WHAT YOU NEED TO DO:
- 1) In the Florida alligator text, which lake did the 14-foot, 1-inch gator come from?
- 2) Please go on with the Florida alligator text, starting after its last sentence.

The state’s record — a 14-foot, 3.5-inch alligator — is held by an Orlando man who caught the gigantic creature in a Brevard County lake three years ago.
Early last month, hunters outside of Tallahassee came close to topping that when they captured a 14-foot, 1-inch gator in Lake Talquin. That now holds the official spot as Florida’s second-largest gator.
Other massive creatures have been captured throughout Florida in recent weeks, including a 13-footer weighing more than 735 pounds caught by an Orange County deputy sheriff and two friends in the Econlockhatchee River.
And a St. Johns County couple reportedly caught a 13-foot, 7-inch alligator in Lake George. But that one didn’t make the record book because its size wasn’t confirmed by the Florida Fish and Wildlife Conservation Commission.

DATA RECORDS:
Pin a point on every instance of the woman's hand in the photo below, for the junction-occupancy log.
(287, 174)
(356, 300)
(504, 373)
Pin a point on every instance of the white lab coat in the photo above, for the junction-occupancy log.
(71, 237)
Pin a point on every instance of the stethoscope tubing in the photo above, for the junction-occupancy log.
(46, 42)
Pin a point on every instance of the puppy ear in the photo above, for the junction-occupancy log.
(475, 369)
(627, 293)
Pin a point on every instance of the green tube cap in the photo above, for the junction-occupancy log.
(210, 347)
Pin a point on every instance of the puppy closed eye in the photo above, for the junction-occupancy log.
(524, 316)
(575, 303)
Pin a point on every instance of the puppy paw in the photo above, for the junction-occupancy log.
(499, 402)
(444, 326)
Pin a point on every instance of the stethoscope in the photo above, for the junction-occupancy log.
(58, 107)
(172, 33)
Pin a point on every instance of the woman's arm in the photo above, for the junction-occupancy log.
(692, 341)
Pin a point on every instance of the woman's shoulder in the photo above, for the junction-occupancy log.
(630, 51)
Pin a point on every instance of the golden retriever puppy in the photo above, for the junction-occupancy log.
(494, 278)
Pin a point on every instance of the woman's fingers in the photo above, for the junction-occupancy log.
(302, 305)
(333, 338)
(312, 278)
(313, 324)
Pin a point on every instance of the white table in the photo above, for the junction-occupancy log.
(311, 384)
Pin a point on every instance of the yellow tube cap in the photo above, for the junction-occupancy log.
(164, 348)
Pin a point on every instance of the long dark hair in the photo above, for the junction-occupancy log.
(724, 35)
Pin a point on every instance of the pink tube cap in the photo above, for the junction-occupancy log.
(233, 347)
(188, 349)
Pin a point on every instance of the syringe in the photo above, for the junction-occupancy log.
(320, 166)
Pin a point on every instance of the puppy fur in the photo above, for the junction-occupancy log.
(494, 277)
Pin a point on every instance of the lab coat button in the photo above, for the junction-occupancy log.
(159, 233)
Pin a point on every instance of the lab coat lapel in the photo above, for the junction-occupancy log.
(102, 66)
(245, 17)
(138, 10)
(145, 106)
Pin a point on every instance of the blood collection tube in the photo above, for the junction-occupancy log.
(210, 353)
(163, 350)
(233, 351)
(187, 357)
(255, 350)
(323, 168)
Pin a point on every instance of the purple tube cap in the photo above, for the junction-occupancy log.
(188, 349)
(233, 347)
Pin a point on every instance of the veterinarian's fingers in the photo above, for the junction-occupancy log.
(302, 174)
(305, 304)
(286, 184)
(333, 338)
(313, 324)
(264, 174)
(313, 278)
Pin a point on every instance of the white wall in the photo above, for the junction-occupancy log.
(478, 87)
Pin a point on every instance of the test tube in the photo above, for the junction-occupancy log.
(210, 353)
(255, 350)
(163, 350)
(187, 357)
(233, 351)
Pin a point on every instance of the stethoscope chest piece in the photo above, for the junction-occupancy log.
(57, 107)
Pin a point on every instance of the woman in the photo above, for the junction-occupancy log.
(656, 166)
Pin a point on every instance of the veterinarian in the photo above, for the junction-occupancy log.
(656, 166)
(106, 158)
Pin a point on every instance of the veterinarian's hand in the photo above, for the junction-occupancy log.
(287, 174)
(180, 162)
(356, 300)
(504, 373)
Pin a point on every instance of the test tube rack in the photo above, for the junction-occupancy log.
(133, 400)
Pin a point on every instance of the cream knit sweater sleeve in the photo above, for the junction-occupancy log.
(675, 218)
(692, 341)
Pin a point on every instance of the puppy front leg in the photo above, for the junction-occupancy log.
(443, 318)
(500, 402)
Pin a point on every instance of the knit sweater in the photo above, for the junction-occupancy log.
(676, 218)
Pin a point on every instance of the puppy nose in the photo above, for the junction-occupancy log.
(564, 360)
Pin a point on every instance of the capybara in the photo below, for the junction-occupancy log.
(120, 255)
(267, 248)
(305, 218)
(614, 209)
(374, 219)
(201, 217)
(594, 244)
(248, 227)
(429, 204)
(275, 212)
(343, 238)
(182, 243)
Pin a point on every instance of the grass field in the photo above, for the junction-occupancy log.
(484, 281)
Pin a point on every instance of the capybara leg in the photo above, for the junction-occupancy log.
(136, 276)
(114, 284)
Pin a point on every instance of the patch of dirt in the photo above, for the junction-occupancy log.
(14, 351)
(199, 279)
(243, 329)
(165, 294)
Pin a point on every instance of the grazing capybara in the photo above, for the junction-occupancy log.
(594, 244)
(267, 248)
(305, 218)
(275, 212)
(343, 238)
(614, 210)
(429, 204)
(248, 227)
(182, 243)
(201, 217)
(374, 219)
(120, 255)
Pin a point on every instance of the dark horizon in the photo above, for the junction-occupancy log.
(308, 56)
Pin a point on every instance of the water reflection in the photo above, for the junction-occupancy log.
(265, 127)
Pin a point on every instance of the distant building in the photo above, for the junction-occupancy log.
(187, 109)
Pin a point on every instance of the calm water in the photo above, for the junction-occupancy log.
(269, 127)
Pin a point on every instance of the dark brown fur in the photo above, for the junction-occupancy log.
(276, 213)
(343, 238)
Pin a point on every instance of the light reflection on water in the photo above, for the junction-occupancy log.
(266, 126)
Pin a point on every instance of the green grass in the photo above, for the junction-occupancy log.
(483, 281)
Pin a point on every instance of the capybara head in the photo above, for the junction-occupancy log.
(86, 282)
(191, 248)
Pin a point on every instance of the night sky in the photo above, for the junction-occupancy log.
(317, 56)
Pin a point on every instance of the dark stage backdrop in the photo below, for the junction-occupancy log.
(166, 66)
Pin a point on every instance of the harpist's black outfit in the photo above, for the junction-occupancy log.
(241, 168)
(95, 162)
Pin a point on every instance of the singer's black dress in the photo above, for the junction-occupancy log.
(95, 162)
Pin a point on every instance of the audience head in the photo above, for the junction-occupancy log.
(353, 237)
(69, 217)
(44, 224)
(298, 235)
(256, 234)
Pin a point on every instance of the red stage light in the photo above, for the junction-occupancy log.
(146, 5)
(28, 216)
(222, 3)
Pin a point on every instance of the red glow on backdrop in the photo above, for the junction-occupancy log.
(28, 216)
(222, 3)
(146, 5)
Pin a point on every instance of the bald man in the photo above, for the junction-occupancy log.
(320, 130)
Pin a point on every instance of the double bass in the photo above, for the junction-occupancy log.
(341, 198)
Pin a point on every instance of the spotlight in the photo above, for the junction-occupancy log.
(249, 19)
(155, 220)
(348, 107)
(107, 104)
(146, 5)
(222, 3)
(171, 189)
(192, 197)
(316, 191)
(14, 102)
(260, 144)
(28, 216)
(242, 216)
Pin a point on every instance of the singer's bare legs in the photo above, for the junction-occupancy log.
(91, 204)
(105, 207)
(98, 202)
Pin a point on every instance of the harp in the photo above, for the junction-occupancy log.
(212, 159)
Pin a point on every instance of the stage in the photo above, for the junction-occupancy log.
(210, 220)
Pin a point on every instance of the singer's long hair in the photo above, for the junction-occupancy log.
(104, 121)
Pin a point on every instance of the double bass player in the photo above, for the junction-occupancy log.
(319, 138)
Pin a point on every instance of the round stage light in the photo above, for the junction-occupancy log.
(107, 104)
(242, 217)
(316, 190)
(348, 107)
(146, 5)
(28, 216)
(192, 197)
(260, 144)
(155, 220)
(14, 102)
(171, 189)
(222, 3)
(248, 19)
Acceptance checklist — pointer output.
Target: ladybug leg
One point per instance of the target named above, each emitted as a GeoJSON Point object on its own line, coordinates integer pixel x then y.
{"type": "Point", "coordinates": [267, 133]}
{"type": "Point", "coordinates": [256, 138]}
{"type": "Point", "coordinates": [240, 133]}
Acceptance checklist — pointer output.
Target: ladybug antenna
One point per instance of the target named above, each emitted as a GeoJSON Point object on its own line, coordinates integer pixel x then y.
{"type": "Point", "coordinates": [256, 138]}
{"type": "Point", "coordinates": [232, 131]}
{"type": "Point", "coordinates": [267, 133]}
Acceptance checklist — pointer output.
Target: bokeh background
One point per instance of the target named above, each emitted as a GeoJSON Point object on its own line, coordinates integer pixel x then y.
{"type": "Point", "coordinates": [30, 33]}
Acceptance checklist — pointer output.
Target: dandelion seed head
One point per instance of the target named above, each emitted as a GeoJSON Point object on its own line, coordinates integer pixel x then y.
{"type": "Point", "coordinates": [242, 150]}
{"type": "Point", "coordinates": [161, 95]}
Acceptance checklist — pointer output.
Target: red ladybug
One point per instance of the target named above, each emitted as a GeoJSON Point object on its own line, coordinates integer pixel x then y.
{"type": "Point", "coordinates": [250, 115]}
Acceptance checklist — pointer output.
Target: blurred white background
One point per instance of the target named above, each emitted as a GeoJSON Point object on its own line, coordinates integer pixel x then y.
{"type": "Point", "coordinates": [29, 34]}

RESPONSES BY ITEM NUMBER:
- 1) Lake Talquin.

- 2)
Season ends Nov.1
Florida’s alligator-hunting season began Aug. 15 and ends Nov. 1, and so far, it’s been a fairly routine one, said Steve Stiegler, a wildlife biologist with the FWC’s alligator-management program.
The state issued 6,363 permits this year; each one allows hunters to capture two alligators in designated areas.
Stiegler said male alligators in the 13-foot range are routinely captured during the hunting season, and there’s no evidence Florida’s gators are getting bigger.
Florida’s four largest documented alligators are males in the 14-foot range. The remaining ones rounding out the top-10 list are larger than 13 feet, 5 inches.
The heaviest of the gators was a 1,043-pounder pulled from Orange Lake in 1989.
Female alligators are significantly smaller than males. The largest female captured in Florida came in at 10 feet, 2 inches and was found in Lake Smart in 1981.
So what’s the trick to nabbing one of these mammoth creatures?
Finding them really comes down to one thing, Stiegler said: “There’s definitely a luck factor.”